• **Task prompt**: Every record should be copied exactly, except that pictures are to be omitted.

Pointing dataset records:
·····

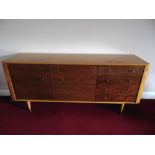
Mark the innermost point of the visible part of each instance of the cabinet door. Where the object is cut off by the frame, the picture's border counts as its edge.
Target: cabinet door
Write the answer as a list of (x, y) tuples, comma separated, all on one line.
[(118, 83), (31, 81), (74, 82)]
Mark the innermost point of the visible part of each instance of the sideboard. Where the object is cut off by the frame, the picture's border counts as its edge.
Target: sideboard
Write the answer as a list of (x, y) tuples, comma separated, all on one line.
[(78, 78)]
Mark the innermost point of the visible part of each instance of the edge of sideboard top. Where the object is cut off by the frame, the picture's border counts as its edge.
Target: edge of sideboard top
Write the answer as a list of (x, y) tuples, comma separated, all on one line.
[(76, 59)]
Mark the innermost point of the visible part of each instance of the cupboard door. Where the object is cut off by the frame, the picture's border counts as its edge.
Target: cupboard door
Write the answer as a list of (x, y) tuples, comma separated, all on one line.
[(118, 83), (74, 82), (31, 81)]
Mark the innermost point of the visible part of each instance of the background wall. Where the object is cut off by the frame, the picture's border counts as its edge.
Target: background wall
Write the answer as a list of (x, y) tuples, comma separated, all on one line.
[(80, 36)]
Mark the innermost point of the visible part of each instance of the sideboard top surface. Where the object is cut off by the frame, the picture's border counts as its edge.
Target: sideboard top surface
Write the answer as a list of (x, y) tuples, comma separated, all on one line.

·····

• **Output of the exercise**:
Mark the innermost point of the visible part of each instance of the cabinet door. Where the object is cut off by the frame, the picture's border counts as its edge.
Target: cabinet door
Write the answer as a list of (x, y) tuples, comma separated, all on one line.
[(118, 83), (31, 81), (74, 82)]
Mark the innermost point of the visible part of each instance of the sideboard. Where the object is cut off by the frame, the picture's border counts as its edge.
Target: sideboard
Write the answer as a list of (x, y) tuples, comma separated, all on one line.
[(78, 78)]
Mark the innermost point of the visible part of each instance of the edge of sideboard top. Where the object is cut off by the frame, the picture's border counts as its edge.
Target: edge of sideboard top
Write the answer as a list of (x, y) tuples, comma separated, all on one line.
[(76, 59)]
Mark the innermost point of the visible part of each instance of the cupboard door. Where the object is cut off by the frame, the picture's border counts as its edge.
Target: cupboard door
Write the answer as a list of (x, y) tuples, comma separated, all on one line.
[(118, 83), (74, 82), (31, 81)]
Mark the innermost point of the visible part of each instance of the background wall. Where the object is cut off by the frame, the picture's border counts as its edge.
Target: background wall
Write the answer as a list of (x, y) tuples, comma separated, all on one line.
[(80, 36)]
Mark the innermost point of the visible part of each instance of the sideboard top surface. Where the object is cut off by the frame, the picture's border counts as its edge.
Target: sideboard top surface
Write the answer as a list of (x, y) tuples, comma separated, all on one line.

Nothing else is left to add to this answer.